## [Activity]
Continue the news report on Narendra Modi's falling approval ratings, starting after its last sentence about the virus reaching India's hinterland.

## [Selected excerpt]

=== Section Start ===

NEW DELHI (Reuters) – Indian Prime Minister Narendra Modi’s approval ratings have fallen to a new low, a survey showed on Tuesday, as the country struggles to contain a devastating second wave of the coronavirus pandemic.
Modi, who swept to power in 2014 and was re-elected in 2019 with the biggest majority of any Indian leader in three decades, has long fostered the image of a powerful nationalist leader.
But India’s COVID-19 caseload surged past 25 million this week, exposing a lack of preparation and eroding Modi’s support base, according to U.S. data intelligence company Morning Consult’s tracker of a dozen global leaders.
Modi’s overall ratings this week stand at 63%, his lowest since the U.S. firm began tracking his popularity in August 2019. The big decline happened in April when his net approval dropped 22 points.
Graphic: Narendra Modi’s approval ratings – https://graphics.reuters.com/HEALTH-CORONAVIRUS/INDIA-MODI/qmyvmeqjevr/chart.png
That sharp fall came as the pandemic appeared to be overwhelming large urban centres such as Delhi, where hospitals ran out of beds and life-saving oxygen and people died in parking lots, gasping for breath.
Bodies piled up in morgues and crematoriums and anger grew on social media over the suffering and perceived lack of government support.
The situation has since eased in Delhi and Mumbai as cases have fallen but the virus has penetrated deep into India’s vast hinterland where public health facilities are weaker.

=== Section End ===

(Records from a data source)
=== Section Start ===

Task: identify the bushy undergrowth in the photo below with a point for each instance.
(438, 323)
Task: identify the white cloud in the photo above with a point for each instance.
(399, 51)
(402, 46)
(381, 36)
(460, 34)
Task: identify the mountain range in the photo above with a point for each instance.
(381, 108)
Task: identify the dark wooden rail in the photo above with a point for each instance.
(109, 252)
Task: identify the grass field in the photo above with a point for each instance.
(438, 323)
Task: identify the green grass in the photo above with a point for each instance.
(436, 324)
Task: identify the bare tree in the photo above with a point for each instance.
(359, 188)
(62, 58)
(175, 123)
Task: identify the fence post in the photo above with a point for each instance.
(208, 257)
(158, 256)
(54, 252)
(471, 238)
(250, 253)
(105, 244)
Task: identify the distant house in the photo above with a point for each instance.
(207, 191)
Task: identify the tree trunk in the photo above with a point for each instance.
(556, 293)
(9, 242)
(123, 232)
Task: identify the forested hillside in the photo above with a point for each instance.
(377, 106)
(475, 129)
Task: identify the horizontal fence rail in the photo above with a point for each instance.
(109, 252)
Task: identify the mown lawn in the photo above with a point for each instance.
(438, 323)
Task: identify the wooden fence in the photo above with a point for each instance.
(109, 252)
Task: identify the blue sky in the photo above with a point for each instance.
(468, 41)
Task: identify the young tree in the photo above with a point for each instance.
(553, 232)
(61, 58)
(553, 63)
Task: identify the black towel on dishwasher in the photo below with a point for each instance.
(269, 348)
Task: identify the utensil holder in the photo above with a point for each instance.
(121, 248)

=== Section End ===
=== Section Start ===

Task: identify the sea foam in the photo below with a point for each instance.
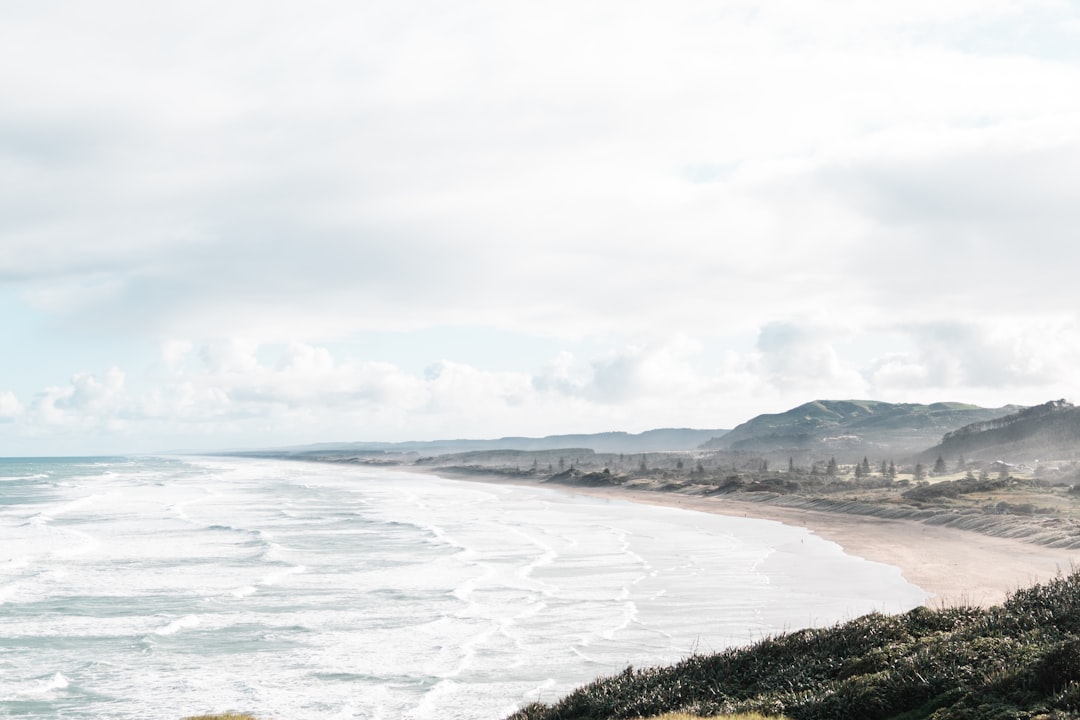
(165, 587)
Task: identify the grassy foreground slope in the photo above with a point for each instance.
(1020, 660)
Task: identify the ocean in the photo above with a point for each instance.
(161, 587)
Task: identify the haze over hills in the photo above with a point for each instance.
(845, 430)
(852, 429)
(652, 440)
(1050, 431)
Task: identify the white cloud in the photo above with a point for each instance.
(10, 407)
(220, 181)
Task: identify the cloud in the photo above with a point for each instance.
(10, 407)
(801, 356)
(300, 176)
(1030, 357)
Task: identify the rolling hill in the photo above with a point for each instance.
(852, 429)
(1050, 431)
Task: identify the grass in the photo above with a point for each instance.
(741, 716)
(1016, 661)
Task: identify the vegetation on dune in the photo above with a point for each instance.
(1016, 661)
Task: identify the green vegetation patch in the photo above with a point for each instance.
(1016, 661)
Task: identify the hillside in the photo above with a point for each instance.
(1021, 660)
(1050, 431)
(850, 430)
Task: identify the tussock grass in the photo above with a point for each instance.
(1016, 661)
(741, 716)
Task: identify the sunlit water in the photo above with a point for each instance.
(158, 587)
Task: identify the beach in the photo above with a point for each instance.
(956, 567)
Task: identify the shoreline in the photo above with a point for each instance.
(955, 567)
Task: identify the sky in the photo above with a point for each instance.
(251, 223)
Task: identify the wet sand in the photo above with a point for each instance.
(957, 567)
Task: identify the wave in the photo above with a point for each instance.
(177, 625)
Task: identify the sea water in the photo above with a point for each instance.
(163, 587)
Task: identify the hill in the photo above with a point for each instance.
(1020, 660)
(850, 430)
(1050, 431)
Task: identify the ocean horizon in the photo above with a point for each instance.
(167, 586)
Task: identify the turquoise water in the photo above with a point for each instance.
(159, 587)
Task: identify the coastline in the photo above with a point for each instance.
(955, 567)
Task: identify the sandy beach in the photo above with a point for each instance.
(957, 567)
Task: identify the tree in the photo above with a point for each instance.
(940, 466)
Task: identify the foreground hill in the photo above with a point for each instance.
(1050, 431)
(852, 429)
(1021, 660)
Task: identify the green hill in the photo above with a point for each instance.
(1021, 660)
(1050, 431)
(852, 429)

=== Section End ===

## [Answer space]
“The people of India — or at least the vast majority — have… come to the conclusion that they have to rely only on themselves, and their families and friends, to protect their lives,” said P. Chidambaram, an opposition leader.
“In the battle against COVID-19, the state, especially the central government, has withered away,” he said.
Modi’s government has said it is doing its best to tackle the “coronavirus storm”, calling it a once-in-a-century crisis.
A survey among urban Indians by polling agency YouGov this month showed public confidence in the government’s handling of the crisis has plummeted since February when the second wave began.
Only 59% of respondents at the end of April believed the government was handling the crisis ‘very’ or ‘somewhat’ well, down from 89% a year earlier during the first wave, it showed.
Modi does not face a national election until 2024 and despite the criticism he faces, the opposition is yet to mount a credible challenge to his authority, political analysts say.